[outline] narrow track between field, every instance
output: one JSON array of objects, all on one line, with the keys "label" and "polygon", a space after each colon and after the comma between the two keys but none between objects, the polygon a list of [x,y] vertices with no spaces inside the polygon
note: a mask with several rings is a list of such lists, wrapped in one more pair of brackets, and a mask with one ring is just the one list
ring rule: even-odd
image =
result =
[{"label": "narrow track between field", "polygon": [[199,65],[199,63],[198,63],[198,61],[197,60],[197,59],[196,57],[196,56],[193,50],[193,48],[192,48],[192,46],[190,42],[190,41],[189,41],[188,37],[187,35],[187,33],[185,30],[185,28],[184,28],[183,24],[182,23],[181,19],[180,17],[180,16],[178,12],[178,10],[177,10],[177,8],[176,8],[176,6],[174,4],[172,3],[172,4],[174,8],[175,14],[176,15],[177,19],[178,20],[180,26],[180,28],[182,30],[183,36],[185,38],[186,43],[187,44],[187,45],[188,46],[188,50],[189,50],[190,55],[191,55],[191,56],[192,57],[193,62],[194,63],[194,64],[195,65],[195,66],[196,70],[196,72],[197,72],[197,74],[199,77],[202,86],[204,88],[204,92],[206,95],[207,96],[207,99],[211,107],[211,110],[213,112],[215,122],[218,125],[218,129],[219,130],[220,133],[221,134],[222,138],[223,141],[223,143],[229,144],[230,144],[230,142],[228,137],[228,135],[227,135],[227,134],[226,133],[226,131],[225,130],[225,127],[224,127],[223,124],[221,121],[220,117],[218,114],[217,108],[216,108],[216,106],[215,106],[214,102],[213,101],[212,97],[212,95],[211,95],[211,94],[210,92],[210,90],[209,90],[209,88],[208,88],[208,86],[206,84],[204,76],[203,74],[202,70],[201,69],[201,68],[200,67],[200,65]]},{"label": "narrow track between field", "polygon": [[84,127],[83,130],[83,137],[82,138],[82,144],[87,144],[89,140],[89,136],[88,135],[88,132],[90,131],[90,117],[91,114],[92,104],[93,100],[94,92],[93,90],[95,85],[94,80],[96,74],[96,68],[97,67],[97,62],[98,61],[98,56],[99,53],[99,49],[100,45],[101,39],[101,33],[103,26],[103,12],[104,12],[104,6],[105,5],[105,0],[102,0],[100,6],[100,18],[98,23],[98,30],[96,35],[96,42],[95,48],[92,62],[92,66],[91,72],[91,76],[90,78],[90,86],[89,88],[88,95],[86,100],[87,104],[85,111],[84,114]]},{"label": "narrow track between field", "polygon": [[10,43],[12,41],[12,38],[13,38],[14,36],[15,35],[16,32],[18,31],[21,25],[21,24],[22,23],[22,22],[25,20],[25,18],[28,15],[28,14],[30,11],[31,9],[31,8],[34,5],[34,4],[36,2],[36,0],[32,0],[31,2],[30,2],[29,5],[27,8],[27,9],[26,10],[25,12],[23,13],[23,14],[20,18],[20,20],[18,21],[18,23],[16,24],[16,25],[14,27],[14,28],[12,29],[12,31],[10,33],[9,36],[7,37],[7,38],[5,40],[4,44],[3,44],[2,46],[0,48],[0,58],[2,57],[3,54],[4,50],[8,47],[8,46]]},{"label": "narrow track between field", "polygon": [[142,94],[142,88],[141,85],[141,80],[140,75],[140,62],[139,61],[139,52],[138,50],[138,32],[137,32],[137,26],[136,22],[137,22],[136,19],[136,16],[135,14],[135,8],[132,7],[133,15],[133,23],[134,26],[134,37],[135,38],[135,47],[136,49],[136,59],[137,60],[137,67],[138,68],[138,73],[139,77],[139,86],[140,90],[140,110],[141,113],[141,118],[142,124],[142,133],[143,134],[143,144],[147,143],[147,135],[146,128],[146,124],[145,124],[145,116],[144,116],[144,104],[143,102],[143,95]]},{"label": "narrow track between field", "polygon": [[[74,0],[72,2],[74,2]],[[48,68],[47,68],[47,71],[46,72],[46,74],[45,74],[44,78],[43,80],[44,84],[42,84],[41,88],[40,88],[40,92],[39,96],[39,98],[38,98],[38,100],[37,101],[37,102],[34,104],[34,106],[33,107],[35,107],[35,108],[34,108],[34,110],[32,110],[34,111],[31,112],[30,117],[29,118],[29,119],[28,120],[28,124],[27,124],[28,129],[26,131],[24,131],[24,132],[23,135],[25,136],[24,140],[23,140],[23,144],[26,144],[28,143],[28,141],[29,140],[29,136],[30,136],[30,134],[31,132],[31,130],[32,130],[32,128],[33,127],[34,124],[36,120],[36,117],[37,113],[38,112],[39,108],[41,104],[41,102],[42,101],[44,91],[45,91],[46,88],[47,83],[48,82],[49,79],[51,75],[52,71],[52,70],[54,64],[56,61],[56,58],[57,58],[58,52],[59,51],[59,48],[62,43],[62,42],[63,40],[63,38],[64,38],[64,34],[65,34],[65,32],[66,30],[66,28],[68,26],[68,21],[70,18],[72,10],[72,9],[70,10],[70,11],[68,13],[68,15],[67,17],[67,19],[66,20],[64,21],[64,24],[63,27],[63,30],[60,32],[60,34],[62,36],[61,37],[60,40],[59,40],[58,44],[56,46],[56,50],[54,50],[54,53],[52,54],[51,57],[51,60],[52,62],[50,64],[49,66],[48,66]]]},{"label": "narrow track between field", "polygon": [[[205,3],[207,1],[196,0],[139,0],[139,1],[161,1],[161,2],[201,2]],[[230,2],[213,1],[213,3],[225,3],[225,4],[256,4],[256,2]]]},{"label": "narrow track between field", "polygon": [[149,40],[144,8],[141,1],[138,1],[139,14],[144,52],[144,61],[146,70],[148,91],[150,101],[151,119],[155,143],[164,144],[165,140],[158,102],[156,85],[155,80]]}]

■ **INSTRUCTIONS TO FOLLOW**
Show every line of the entries above that contains the string "list". Treat uppercase and lowercase as different.

■ **TASK OUTPUT**
output: one JSON array of objects, all on one line, with the keys "label" and "polygon", a space after each colon and after the comma between the two keys but none between objects, the polygon a list of [x,y] vertices with no spaces inside the polygon
note: a mask with several rings is a list of such lists, wrapped in one more pair of brackets, and a mask with one ring is just the one list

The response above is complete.